* [Written problem]:
Copy the records below exactly, starting at the first line and ending with the line that contains "[469,0,612,42]", including that line.

* [Data shown]:
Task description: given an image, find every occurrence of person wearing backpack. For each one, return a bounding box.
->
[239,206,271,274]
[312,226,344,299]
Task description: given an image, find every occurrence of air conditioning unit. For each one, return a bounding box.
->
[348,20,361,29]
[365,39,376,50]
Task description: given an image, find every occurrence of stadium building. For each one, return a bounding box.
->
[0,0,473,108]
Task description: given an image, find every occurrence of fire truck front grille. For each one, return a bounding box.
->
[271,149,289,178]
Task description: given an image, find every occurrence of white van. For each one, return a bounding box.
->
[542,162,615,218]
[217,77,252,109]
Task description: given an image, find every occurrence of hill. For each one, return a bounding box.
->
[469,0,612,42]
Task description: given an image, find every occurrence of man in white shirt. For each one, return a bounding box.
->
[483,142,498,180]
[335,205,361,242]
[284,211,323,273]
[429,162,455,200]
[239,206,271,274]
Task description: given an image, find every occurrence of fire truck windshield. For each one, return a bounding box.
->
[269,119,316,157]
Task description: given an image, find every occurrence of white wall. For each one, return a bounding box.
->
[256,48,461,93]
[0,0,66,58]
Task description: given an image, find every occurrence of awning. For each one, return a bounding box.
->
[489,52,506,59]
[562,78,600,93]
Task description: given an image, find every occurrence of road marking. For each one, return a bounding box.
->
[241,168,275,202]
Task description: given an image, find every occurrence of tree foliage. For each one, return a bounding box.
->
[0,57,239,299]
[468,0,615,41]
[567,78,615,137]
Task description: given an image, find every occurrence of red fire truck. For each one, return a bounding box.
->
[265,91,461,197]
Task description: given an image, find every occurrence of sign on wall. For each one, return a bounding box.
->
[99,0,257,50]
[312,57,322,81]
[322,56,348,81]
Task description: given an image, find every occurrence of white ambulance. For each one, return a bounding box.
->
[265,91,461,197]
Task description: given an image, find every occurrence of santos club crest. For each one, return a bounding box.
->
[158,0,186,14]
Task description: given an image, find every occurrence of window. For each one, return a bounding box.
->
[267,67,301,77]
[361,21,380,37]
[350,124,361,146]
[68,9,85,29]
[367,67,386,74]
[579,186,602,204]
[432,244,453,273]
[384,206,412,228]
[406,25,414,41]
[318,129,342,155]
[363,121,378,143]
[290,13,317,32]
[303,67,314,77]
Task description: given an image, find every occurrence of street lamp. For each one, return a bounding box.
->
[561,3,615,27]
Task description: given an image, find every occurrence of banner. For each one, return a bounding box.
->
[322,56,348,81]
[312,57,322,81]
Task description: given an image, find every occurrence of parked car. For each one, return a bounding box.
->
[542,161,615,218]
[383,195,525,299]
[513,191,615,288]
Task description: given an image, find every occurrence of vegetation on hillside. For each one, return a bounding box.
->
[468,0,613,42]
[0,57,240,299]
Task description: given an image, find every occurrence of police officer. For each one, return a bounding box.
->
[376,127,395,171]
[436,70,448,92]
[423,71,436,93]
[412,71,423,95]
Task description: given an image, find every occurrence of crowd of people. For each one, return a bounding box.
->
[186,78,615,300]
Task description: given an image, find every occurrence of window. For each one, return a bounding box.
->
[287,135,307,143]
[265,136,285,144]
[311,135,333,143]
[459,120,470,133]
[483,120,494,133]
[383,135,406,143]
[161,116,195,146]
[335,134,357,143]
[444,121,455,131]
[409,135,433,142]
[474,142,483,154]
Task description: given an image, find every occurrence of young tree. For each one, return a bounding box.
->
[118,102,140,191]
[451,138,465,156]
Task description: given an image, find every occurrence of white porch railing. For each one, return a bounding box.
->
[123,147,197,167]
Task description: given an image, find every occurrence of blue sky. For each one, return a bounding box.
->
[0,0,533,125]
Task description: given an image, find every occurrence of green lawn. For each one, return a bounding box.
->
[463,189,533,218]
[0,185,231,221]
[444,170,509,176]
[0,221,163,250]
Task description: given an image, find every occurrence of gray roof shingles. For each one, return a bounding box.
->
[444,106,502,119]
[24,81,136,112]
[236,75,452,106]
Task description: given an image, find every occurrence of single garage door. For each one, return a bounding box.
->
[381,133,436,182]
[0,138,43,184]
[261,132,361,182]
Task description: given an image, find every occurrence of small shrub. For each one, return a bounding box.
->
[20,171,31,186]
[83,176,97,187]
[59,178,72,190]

* [Task output]:
Task description: given an image, find every occurrence of person wearing backpack. For each one, return a bounding box.
->
[239,206,271,274]
[312,226,344,299]
Task description: given an image, find every occurrence of air conditioning unit. For each one, return a bounding box.
->
[348,20,361,29]
[365,39,376,50]
Task description: given an image, find every occurrence of stadium building. For each one, return a bounding box.
->
[0,0,473,108]
Task description: given an image, find every occurrence of fire truck front grille. For each one, return a bounding box.
->
[271,149,289,178]
Task description: given an image, find every occurrence of white van. For each one, return a bounding box.
->
[542,162,615,218]
[217,77,252,109]
Task description: given an image, find every occurrence of hill. For each one, return a bounding box.
->
[469,0,612,42]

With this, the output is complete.